Cette collaboration est particulièrement fructueuse, car elle donne lieu à un échange d’informations précises et sans cesse réactualisées, et assure une proximité et des interventions rapides ; elle rompt un isolement local et régional et permet à Pascale Milly de développer ses connaissances techniques pour un service de plus en plus efficace.

Travailler en réseau

L’expérience du CRL Centre, l’agence de coopération de la région Centre, est assez semblable. Il semble que les conditions idéales soient réunies dans ce type de structure, d’une façon évidente de par leur mission de coopération entre les bibliothèques, mais d’autant plus lorsqu’elles comprennent une personne spécialement affectée aux questions de conservation des collections.

Les bibliothèques gardent une approche individualiste face à l’idée de partager le temps de travail d’un agent avec d’autres établissements pour des raisons diverses, mais certaines régions n’ont pas d’agence de coopération, de même que toutes les agences de coopération n’ont pas une personne affectée particulièrement à la conservation. Le travail est abondant, mais pas au point de former une personne par bibliothèque, ce qui créerait un réseau complexe, un nombre important de personnes à former qui n’auraient pas souvent l’occasion de mettre en pratique leurs connaissances.

L’expérience pourrait cependant être élargie à d’autres régions, y compris la région parisienne, sous réserve d’une prise de conscience suffisante des responsables des bibliothèques et de leur volonté à travailler autrement que dans l’urgence.

### Extrait de données
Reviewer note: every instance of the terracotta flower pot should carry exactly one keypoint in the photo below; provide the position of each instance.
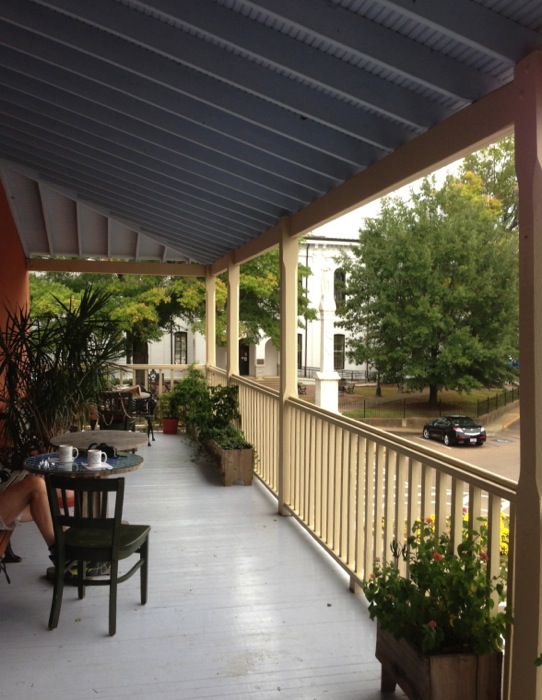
(170, 426)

### Problèmes à résoudre
1. Réécrivez le passage du texte sur le travail en réseau des bibliothèques compris entre « Travailler en réseau » et « conservation des collections. », inclus, en remplaçant « semblable » par « similaire ».
2. Répondez aux questions suivantes à partir du texte sur le travail en réseau des bibliothèques.
(a) Que permet la collaboration à Pascale Milly ?
(b) Qu'est-ce que le CRL Centre ?
(c) Quelle région est nommément citée parmi celles auxquelles l'expérience pourrait être élargie ?

### Réponses par exercice
1.
Travailler en réseau

L’expérience du CRL Centre, l’agence de coopération de la région Centre, est assez similaire. Il semble que les conditions idéales soient réunies dans ce type de structure, d’une façon évidente de par leur mission de coopération entre les bibliothèques, mais d’autant plus lorsqu’elles comprennent une personne spécialement affectée aux questions de conservation des collections.

2.
(a) Elle lui permet de développer ses connaissances techniques pour un service de plus en plus efficace.
(b) C'est l'agence de coopération de la région Centre.
(c) La région parisienne.